PASSAGE:
◆ ◆ ◆ ◆ ◆ ◆ ◆
Re: [PATCH] migration: Add more error handling to analyze-migration.py

All of lore.kernel.org
 help / color / mirror / Atom feed

From: Peter Xu <peterx@redhat.com>
To: Fabiano Rosas <farosas@suse.de>
Cc: qemu-devel@nongnu.org, Thomas Huth <thuth@redhat.com>
Subject: Re: [PATCH] migration: Add more error handling to analyze-migration.py
Date: Thu, 2 Jan 2025 17:03:17 -0500	[thread overview]
Message-ID: <Z3cNJZ0inEMRSitV@x1n> (raw)
In-Reply-To: <20250102185831.4324-1-farosas@suse.de>

On Thu, Jan 02, 2025 at 03:58:31PM -0300, Fabiano Rosas wrote:
> The analyze-migration script was seen failing in s390x in misterious
> ways. It seems we're reaching the subsection constructor without any

It might be a good idea to add some debug lines indeed. Though are you sure
it's from parsing a subsection?
◆ ◆ ◆ ◆ ◆ ◆ ◆
INFORMATION PROVIDED:
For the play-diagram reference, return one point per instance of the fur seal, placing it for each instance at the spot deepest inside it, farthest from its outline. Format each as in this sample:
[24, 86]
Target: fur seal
◆ ◆ ◆ ◆ ◆ ◆ ◆
WHAT YOU NEED TO DO:
A - In the mailing-list reply about analyze-migration.py, on which architecture was the script seen failing?
B - Write the next part of the mailing-list reply about analyze-migration.py, starting right after its final sentence.
Leave the data out of this work entirely.

RESPONSES FOR EACH TASK:
A - s390x

B -
https://lore.kernel.org/all/20241219123213.GA692742@fedora/

====8<====
stderr:
Traceback (most recent call last):
  File "/home/gitlab-runner/builds/4S3awx_3/0/qemu-project/qemu/build/scripts/analyze-migration.py", line 688, in <module>
    dump.read(dump_memory = args.memory)
  File "/home/gitlab-runner/builds/4S3awx_3/0/qemu-project/qemu/build/scripts/analyze-migration.py", line 625, in read
    section.read()
  File "/home/gitlab-runner/builds/4S3awx_3/0/qemu-project/qemu/build/scripts/analyze-migration.py", line 461, in read
    field['data'] = reader(field, self.file)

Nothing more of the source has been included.